◆ **The task**:
Rewrite the passage of the text on competition starting with "Winners and Losers" and going on through "competition is everywhere.", putting "gold medal" in place of "blue ribbon".

◆ **Page text**:
Winners and Losers

Competition is a fact of life; the desire to win at games, get the highest grade in the class or bring home a blue ribbon from the county fair is a feeling most of us can understand.  Playing sports provides an outlet for competitive urges; watching your favorite professional teams allows us to compete vicariously.

Competitive urges may also pervade our lives in many other areas:  Who has the bigger house?  Whose kid got into the better college?  Who drives the nicer car?  Who has the more prestigious job?  Who is better-looking or fitter?  Who is more popular, smarter, wittier?  People regularly make such comparisons and often feel in competition with their friends and acquaintances, whether or not they realize it.  As long as it's not a preoccupation or source of great distress, this is "normal" -- that is to say, competition is everywhere.

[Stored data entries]
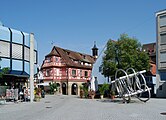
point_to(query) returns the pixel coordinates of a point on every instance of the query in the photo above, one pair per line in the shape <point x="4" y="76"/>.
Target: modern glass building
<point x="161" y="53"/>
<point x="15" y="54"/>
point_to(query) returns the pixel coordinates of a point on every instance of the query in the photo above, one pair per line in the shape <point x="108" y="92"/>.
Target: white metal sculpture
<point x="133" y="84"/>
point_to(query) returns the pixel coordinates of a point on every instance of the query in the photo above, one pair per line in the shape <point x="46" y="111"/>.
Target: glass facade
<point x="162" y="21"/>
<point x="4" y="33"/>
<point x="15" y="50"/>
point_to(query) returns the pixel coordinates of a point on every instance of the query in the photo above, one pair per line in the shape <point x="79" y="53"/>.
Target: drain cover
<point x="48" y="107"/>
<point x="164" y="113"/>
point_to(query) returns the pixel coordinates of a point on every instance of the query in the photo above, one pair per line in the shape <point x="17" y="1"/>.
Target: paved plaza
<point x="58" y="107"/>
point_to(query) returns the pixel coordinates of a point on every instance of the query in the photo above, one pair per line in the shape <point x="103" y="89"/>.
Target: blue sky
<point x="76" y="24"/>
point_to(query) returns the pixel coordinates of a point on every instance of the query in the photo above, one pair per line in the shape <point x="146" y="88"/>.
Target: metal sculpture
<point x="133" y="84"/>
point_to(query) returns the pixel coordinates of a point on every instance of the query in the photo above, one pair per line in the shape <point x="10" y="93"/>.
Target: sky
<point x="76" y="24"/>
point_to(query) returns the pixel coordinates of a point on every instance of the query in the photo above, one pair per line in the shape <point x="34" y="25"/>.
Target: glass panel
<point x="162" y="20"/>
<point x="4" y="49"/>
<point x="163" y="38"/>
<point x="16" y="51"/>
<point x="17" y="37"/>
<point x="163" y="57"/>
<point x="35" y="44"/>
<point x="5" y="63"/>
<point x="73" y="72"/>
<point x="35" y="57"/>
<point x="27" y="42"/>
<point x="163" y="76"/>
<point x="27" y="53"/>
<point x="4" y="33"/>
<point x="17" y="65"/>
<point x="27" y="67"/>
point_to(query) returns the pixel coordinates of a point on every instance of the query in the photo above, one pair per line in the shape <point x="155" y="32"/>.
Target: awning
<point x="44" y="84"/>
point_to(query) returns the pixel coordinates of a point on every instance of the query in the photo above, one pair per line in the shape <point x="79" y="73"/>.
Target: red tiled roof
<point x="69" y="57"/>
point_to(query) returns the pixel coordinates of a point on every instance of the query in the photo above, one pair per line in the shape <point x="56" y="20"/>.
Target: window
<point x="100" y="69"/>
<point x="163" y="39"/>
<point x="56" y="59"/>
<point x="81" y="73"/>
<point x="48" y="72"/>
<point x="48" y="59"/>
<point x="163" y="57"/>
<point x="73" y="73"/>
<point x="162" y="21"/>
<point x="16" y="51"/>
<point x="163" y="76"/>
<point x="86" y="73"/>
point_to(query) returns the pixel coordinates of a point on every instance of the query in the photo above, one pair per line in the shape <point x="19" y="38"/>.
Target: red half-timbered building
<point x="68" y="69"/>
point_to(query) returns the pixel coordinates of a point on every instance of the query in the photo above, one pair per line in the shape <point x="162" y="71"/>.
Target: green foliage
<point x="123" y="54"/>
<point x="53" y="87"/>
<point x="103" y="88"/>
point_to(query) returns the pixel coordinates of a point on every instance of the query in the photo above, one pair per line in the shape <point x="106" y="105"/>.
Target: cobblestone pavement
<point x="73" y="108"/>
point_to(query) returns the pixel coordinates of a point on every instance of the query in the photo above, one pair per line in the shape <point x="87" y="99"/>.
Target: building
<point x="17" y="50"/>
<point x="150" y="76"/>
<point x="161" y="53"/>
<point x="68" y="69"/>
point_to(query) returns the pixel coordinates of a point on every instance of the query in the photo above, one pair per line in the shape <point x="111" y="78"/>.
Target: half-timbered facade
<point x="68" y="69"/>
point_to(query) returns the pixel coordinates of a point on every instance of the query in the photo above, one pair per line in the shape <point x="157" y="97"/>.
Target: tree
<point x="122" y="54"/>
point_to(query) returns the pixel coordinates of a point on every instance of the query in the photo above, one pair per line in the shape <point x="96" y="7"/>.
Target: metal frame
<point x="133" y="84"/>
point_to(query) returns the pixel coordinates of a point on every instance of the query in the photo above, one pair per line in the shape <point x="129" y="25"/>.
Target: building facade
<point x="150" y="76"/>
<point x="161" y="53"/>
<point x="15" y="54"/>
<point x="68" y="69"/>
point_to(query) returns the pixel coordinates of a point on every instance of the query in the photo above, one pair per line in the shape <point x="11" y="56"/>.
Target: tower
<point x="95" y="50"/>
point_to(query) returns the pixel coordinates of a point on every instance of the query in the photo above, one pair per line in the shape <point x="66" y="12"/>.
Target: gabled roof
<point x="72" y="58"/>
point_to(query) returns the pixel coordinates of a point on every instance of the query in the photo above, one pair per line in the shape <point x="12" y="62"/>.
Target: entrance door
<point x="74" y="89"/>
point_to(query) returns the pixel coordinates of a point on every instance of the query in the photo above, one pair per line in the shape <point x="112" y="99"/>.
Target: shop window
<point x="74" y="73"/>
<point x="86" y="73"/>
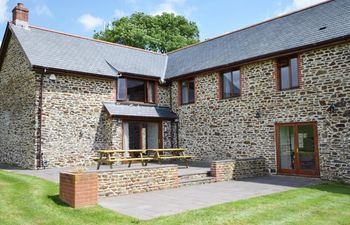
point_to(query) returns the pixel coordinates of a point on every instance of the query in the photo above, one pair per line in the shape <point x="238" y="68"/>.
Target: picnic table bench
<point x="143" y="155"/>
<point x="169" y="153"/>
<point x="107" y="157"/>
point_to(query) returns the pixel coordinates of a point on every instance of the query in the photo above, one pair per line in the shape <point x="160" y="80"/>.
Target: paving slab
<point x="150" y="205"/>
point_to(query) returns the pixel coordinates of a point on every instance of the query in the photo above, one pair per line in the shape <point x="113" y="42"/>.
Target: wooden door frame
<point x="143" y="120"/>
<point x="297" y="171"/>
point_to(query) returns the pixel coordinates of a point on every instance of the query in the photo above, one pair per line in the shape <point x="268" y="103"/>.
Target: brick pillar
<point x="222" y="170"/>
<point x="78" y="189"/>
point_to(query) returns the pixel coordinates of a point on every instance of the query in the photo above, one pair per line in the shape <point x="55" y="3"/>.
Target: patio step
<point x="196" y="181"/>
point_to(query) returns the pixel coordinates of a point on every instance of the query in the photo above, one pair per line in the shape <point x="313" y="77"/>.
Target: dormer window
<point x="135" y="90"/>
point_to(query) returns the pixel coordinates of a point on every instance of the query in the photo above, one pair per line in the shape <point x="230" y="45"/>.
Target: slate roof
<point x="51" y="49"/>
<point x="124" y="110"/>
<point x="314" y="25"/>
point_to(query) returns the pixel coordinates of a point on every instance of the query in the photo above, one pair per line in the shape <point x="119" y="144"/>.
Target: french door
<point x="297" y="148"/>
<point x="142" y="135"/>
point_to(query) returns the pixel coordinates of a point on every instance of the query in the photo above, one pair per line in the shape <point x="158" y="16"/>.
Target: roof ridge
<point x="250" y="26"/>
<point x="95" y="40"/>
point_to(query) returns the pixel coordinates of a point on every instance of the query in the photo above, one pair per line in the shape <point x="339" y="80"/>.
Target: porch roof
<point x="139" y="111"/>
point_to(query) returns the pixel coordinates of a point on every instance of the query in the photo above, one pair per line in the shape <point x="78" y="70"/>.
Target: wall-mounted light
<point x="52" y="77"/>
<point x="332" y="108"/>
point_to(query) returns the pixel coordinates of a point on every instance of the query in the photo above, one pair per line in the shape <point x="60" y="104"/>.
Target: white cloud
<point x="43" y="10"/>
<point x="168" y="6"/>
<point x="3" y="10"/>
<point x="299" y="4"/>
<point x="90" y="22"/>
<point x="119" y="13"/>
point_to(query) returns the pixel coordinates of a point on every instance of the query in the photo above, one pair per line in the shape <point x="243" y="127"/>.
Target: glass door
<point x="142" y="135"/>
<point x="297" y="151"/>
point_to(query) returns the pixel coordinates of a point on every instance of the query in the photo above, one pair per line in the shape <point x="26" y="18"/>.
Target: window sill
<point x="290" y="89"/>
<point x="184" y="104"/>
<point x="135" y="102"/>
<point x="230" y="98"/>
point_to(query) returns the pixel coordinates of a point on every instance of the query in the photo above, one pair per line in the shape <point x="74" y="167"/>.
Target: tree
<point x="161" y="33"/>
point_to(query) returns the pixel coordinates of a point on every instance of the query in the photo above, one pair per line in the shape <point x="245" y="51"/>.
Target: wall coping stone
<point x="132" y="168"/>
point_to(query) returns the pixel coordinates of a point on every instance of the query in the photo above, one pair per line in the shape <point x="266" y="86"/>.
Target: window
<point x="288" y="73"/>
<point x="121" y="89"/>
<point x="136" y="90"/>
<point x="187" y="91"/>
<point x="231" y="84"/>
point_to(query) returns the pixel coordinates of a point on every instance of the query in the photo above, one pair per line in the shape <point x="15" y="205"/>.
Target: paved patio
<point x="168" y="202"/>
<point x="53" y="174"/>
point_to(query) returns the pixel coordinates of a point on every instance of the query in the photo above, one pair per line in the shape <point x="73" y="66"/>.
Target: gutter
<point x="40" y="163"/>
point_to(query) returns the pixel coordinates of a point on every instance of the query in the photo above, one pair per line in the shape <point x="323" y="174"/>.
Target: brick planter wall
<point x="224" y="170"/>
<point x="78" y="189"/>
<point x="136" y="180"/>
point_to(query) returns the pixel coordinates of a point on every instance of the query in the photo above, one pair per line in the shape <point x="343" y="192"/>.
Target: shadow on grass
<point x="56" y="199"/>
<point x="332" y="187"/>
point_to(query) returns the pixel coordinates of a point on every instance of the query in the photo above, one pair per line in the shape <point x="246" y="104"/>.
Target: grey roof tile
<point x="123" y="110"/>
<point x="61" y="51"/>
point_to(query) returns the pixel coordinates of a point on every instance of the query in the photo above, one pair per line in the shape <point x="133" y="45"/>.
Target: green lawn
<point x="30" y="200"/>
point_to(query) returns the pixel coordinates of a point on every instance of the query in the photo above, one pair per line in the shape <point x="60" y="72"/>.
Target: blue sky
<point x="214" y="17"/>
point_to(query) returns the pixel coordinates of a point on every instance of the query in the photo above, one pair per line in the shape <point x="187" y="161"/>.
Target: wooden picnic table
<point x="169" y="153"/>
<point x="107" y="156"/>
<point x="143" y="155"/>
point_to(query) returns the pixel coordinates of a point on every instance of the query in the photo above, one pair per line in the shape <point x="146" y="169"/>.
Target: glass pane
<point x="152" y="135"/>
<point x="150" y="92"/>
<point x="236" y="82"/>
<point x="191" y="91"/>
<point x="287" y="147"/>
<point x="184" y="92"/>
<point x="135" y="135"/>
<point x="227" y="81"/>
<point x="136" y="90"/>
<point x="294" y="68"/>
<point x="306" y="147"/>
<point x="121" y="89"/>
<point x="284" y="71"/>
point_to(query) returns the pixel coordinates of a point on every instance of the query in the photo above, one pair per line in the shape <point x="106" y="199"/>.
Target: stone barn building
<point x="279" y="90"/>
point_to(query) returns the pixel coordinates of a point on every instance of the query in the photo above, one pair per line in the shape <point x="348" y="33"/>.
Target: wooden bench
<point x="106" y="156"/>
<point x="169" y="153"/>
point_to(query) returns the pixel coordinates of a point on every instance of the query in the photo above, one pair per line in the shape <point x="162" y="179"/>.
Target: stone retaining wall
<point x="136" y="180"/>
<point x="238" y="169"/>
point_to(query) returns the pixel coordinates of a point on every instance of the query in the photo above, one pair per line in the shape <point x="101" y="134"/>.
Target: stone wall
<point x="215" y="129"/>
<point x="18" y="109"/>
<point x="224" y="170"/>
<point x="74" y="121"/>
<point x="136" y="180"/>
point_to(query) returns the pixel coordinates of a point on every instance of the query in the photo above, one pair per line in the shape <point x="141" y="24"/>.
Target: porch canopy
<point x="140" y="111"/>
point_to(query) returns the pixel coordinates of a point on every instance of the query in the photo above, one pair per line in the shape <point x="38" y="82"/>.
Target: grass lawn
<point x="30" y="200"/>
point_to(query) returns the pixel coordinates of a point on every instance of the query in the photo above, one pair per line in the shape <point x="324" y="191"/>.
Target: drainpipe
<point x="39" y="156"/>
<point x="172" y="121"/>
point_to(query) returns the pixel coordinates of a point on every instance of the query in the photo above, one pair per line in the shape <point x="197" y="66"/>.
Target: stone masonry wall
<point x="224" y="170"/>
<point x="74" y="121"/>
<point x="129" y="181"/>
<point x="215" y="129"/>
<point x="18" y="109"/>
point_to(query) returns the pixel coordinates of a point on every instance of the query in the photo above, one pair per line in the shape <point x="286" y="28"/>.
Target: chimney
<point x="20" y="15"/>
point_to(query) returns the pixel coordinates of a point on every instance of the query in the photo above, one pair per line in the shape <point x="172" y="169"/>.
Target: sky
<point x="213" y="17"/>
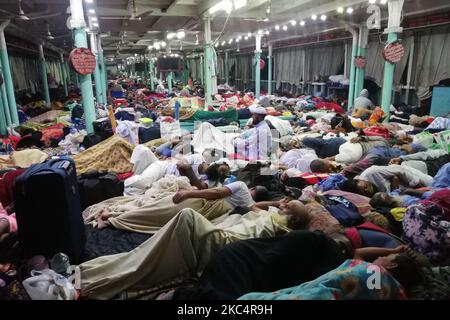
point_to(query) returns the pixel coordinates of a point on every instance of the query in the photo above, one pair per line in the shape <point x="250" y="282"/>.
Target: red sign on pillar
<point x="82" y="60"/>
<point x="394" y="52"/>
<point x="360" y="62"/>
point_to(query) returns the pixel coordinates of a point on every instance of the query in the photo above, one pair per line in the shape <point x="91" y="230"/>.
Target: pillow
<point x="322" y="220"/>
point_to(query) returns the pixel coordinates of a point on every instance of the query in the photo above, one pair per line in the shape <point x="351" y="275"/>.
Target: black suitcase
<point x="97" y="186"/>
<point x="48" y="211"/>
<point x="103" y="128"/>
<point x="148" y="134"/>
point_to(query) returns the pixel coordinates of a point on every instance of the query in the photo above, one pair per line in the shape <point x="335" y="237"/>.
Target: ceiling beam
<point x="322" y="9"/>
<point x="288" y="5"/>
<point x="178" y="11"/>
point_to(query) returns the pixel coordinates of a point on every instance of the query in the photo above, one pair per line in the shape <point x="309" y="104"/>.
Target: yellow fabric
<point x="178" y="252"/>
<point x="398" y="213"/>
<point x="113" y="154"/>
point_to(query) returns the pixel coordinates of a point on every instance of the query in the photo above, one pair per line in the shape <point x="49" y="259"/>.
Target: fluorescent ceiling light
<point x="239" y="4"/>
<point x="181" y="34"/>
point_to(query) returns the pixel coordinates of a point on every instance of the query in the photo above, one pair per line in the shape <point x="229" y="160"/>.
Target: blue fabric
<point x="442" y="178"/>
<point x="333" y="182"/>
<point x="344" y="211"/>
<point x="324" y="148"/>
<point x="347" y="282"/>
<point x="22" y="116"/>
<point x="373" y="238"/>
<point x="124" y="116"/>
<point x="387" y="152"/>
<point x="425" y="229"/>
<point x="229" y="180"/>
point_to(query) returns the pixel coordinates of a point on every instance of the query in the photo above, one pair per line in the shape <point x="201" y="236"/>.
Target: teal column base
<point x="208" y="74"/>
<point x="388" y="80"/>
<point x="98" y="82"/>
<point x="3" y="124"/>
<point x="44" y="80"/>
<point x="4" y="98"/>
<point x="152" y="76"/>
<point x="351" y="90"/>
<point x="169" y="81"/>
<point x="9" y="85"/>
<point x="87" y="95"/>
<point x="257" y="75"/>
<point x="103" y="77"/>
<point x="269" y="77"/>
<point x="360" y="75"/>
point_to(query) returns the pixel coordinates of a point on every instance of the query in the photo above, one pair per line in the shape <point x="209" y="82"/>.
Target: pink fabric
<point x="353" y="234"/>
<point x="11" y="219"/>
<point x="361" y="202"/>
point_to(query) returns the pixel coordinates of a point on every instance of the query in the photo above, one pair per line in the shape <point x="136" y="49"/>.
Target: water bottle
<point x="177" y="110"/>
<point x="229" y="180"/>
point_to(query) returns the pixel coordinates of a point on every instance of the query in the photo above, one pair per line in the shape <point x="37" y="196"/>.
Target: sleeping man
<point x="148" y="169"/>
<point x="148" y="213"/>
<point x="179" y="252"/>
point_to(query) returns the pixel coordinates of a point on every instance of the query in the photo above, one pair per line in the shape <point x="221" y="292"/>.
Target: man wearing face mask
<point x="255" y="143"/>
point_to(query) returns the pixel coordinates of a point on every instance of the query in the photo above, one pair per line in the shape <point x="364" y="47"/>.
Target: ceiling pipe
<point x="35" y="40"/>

◆ **Output for this task**:
Winners and Losers

Competition is a fact of life; the desire to win at games, get the highest grade in the class or bring home a gold medal from the county fair is a feeling most of us can understand.  Playing sports provides an outlet for competitive urges; watching your favorite professional teams allows us to compete vicariously.

Competitive urges may also pervade our lives in many other areas:  Who has the bigger house?  Whose kid got into the better college?  Who drives the nicer car?  Who has the more prestigious job?  Who is better-looking or fitter?  Who is more popular, smarter, wittier?  People regularly make such comparisons and often feel in competition with their friends and acquaintances, whether or not they realize it.  As long as it's not a preoccupation or source of great distress, this is "normal" -- that is to say, competition is everywhere.